▶ AIM
How many lines in the entries below contain the string "stone", with case counting? Reply with the number alone.

▶ SOURCE MATERIAL
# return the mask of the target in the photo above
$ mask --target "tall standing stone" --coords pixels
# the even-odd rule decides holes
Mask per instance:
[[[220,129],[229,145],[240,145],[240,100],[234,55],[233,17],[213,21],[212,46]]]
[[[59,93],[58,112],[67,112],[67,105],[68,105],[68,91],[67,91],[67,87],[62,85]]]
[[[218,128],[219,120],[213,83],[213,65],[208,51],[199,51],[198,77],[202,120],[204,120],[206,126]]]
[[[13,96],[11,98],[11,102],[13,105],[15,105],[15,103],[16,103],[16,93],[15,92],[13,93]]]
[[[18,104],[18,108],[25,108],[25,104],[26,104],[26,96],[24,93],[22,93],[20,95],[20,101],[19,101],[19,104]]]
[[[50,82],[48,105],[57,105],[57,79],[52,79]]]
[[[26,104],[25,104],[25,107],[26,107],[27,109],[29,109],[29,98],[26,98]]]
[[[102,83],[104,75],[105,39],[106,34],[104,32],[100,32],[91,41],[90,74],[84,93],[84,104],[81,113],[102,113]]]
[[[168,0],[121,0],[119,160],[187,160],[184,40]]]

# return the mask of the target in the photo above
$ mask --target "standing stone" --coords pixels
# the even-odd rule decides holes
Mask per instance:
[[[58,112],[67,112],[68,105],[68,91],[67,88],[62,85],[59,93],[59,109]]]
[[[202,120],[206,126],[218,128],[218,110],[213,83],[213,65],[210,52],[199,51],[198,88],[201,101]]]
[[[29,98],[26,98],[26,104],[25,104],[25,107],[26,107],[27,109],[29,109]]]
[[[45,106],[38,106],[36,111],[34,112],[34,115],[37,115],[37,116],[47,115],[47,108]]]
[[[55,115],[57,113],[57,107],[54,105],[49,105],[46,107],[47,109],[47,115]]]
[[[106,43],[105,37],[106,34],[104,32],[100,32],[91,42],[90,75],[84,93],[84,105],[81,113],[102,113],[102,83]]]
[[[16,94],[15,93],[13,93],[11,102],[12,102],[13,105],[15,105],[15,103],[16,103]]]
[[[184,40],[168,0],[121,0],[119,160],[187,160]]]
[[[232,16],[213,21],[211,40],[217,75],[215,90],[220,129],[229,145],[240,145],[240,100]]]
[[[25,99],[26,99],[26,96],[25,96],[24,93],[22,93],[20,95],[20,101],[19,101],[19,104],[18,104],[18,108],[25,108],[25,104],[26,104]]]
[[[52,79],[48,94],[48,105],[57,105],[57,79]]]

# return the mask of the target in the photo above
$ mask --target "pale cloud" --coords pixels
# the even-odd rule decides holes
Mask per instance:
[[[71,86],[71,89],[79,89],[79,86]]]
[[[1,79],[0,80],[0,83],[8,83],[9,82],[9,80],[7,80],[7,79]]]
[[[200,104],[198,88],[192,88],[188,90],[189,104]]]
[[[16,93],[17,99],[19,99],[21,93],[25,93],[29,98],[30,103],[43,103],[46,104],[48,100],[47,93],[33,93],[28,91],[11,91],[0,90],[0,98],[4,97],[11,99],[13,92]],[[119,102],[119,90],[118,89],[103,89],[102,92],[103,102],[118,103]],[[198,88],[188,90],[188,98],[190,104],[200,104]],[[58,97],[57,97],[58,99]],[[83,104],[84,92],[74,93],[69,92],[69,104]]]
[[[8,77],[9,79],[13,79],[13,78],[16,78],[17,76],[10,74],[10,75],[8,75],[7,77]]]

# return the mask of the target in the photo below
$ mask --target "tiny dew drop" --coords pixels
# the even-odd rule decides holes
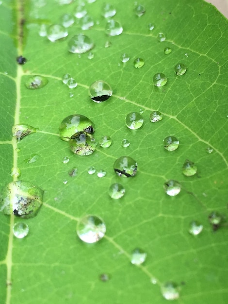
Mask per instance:
[[[25,83],[25,85],[27,89],[35,90],[41,89],[45,86],[49,82],[47,78],[44,76],[34,75],[29,77]]]
[[[23,238],[29,233],[29,226],[23,222],[16,223],[13,227],[13,232],[17,238]]]
[[[95,243],[104,236],[106,227],[99,217],[87,215],[78,221],[76,231],[78,236],[83,242]]]
[[[167,77],[163,73],[157,73],[154,75],[153,82],[156,86],[163,86],[167,83]]]
[[[114,171],[119,176],[131,177],[136,174],[137,163],[130,156],[121,156],[114,163]]]
[[[165,192],[169,196],[175,196],[180,192],[181,187],[180,184],[176,181],[170,180],[164,184],[164,190]]]
[[[187,68],[183,63],[178,63],[174,67],[174,71],[177,75],[183,75],[187,70]]]
[[[143,118],[139,113],[133,112],[127,115],[125,118],[125,123],[129,129],[136,130],[143,125]]]
[[[92,101],[100,103],[108,99],[113,94],[110,85],[103,80],[92,84],[89,88],[89,95]]]
[[[140,265],[144,263],[147,258],[147,253],[142,249],[135,248],[131,253],[131,264]]]
[[[145,63],[144,62],[144,60],[142,58],[136,58],[134,60],[134,62],[133,63],[134,64],[134,67],[136,68],[142,68],[144,66]]]
[[[179,147],[179,141],[174,136],[168,136],[163,140],[163,145],[167,151],[174,151]]]

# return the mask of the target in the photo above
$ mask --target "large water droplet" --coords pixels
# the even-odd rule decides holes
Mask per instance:
[[[178,63],[174,67],[174,71],[179,76],[181,76],[185,73],[187,68],[183,63]]]
[[[28,124],[16,124],[13,126],[12,134],[19,141],[26,136],[34,133],[37,130]]]
[[[140,265],[144,263],[147,255],[147,253],[142,249],[135,248],[131,253],[131,263],[135,265]]]
[[[111,86],[103,80],[95,81],[89,87],[89,95],[92,100],[98,103],[106,101],[112,94]]]
[[[119,176],[130,177],[136,174],[137,164],[129,156],[121,156],[114,163],[114,171]]]
[[[165,192],[170,196],[177,195],[179,193],[181,189],[180,184],[178,182],[173,180],[170,180],[165,183],[163,186]]]
[[[124,195],[125,189],[120,184],[113,184],[109,190],[109,194],[112,199],[117,200]]]
[[[49,81],[44,76],[34,75],[30,77],[25,83],[27,89],[35,90],[41,89],[48,84]]]
[[[101,239],[106,231],[102,219],[95,215],[87,215],[81,219],[77,225],[77,233],[85,243],[95,243]]]
[[[94,130],[93,123],[83,115],[74,114],[69,115],[63,119],[59,127],[59,133],[61,139],[68,141],[77,136],[77,133],[86,132],[92,134]]]
[[[143,118],[139,113],[133,112],[127,115],[125,118],[125,123],[129,129],[136,130],[143,125]]]
[[[113,19],[109,20],[105,26],[105,33],[109,36],[117,36],[123,32],[123,28],[119,22]]]
[[[75,35],[68,43],[69,51],[81,54],[90,51],[94,46],[94,43],[87,36],[79,34]]]
[[[154,75],[153,82],[156,86],[163,86],[167,83],[167,77],[163,73],[157,73]]]
[[[28,182],[7,185],[0,196],[0,211],[29,219],[36,215],[42,204],[43,191]]]
[[[193,176],[197,172],[197,167],[190,160],[186,159],[182,167],[182,173],[185,176]]]
[[[47,37],[51,42],[68,36],[68,32],[62,25],[52,24],[50,25],[47,31]]]
[[[163,140],[163,144],[167,151],[174,151],[179,147],[179,141],[174,136],[168,136]]]
[[[13,227],[13,233],[17,238],[23,238],[29,233],[29,226],[24,223],[16,223]]]

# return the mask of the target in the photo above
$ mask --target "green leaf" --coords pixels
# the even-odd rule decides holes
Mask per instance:
[[[58,2],[5,0],[0,5],[4,20],[0,32],[0,185],[3,188],[16,181],[11,170],[18,168],[19,180],[44,191],[38,214],[23,220],[30,229],[25,238],[16,238],[12,231],[22,219],[0,215],[0,302],[160,304],[165,302],[161,287],[171,281],[178,286],[179,303],[227,303],[227,20],[201,0],[145,0],[141,17],[135,14],[133,1],[113,0],[114,19],[123,32],[109,37],[101,16],[103,3],[98,0],[85,5],[95,21],[91,29],[83,31],[76,22],[66,38],[52,43],[39,36],[41,25],[59,23],[76,5]],[[154,25],[151,31],[150,23]],[[68,41],[82,32],[95,43],[92,59],[88,53],[79,56],[68,51]],[[166,36],[163,42],[158,41],[159,33]],[[107,41],[112,43],[109,48]],[[172,52],[165,54],[167,47]],[[120,60],[124,53],[130,57],[125,64]],[[19,55],[27,59],[23,66],[16,62]],[[133,62],[138,57],[145,64],[136,68]],[[182,76],[174,73],[178,63],[187,67]],[[66,73],[78,82],[75,88],[63,84]],[[153,85],[157,73],[167,77],[164,86]],[[34,75],[48,83],[28,89],[25,84]],[[98,80],[113,89],[112,97],[99,104],[88,93]],[[128,129],[126,116],[140,109],[142,127]],[[150,122],[153,110],[163,113],[162,121]],[[112,145],[98,145],[89,156],[74,154],[59,135],[62,120],[74,114],[89,118],[96,140],[110,136]],[[39,130],[17,142],[12,128],[18,124]],[[163,143],[169,135],[180,143],[171,152]],[[128,148],[121,146],[124,138],[130,143]],[[26,162],[34,155],[39,157]],[[137,161],[135,176],[115,174],[114,163],[124,155]],[[65,156],[67,164],[62,162]],[[196,175],[182,173],[186,159],[197,166]],[[89,175],[92,166],[105,170],[106,176]],[[71,177],[68,172],[75,167],[78,175]],[[181,185],[176,196],[164,193],[163,184],[169,180]],[[108,194],[114,183],[126,189],[119,200]],[[214,211],[223,218],[216,231],[208,220]],[[94,244],[76,235],[79,219],[88,214],[100,217],[107,227],[104,237]],[[188,232],[195,220],[203,225],[198,236]],[[130,263],[136,248],[147,253],[139,266]],[[110,280],[101,280],[102,274]]]

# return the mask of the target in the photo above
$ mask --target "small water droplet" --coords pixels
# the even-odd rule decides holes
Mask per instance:
[[[92,40],[85,35],[75,35],[68,43],[69,51],[71,53],[81,54],[90,51],[94,46]]]
[[[160,42],[164,41],[166,38],[165,35],[163,33],[160,33],[158,35],[158,40]]]
[[[127,115],[125,118],[125,123],[129,129],[136,130],[143,125],[143,118],[139,113],[133,112]]]
[[[174,71],[177,75],[183,75],[187,70],[187,68],[183,63],[178,63],[174,67]]]
[[[101,239],[106,231],[102,219],[95,215],[87,215],[81,219],[77,225],[77,233],[85,243],[95,243]]]
[[[194,236],[199,234],[203,230],[203,225],[196,221],[192,221],[189,226],[189,233]]]
[[[111,86],[103,80],[95,81],[89,87],[89,95],[92,101],[98,103],[106,101],[112,94]]]
[[[179,193],[180,189],[180,185],[176,181],[170,180],[164,184],[165,192],[169,196],[177,195]]]
[[[74,114],[65,118],[59,127],[59,133],[61,139],[65,141],[74,136],[76,137],[81,132],[93,133],[94,130],[93,123],[89,118],[83,115]]]
[[[163,86],[167,83],[167,77],[163,73],[157,73],[154,75],[153,82],[156,86]]]
[[[196,174],[197,172],[197,167],[190,160],[186,159],[182,167],[182,173],[185,176],[193,176]]]
[[[25,219],[33,218],[42,204],[43,192],[28,182],[10,183],[0,194],[0,211]]]
[[[120,184],[113,184],[109,188],[109,194],[112,199],[117,200],[124,195],[125,189]]]
[[[139,58],[135,59],[133,63],[134,67],[136,68],[142,68],[145,64],[144,60],[143,59]]]
[[[118,36],[123,32],[120,23],[113,19],[109,20],[105,26],[105,33],[109,36]]]
[[[174,151],[179,147],[179,141],[174,136],[168,136],[163,140],[163,144],[167,151]]]
[[[163,119],[163,115],[159,111],[153,111],[149,115],[149,120],[151,122],[160,121]]]
[[[27,78],[25,83],[25,85],[27,89],[35,90],[44,87],[48,84],[48,82],[49,81],[45,77],[39,75],[34,75]]]
[[[166,300],[176,300],[179,298],[177,284],[172,282],[167,282],[161,287],[162,294]]]
[[[130,142],[128,139],[124,139],[122,141],[121,144],[124,148],[127,148],[130,145]]]
[[[17,238],[23,238],[29,233],[29,226],[27,224],[20,222],[16,223],[13,227],[13,232],[15,236]]]
[[[147,258],[147,253],[142,249],[135,248],[131,253],[131,264],[140,265],[144,263]]]
[[[137,163],[130,156],[121,156],[114,163],[114,171],[119,176],[130,177],[136,174]]]
[[[100,138],[99,143],[102,148],[108,148],[112,144],[112,139],[109,136],[103,136]]]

▶ OUTPUT BELOW
2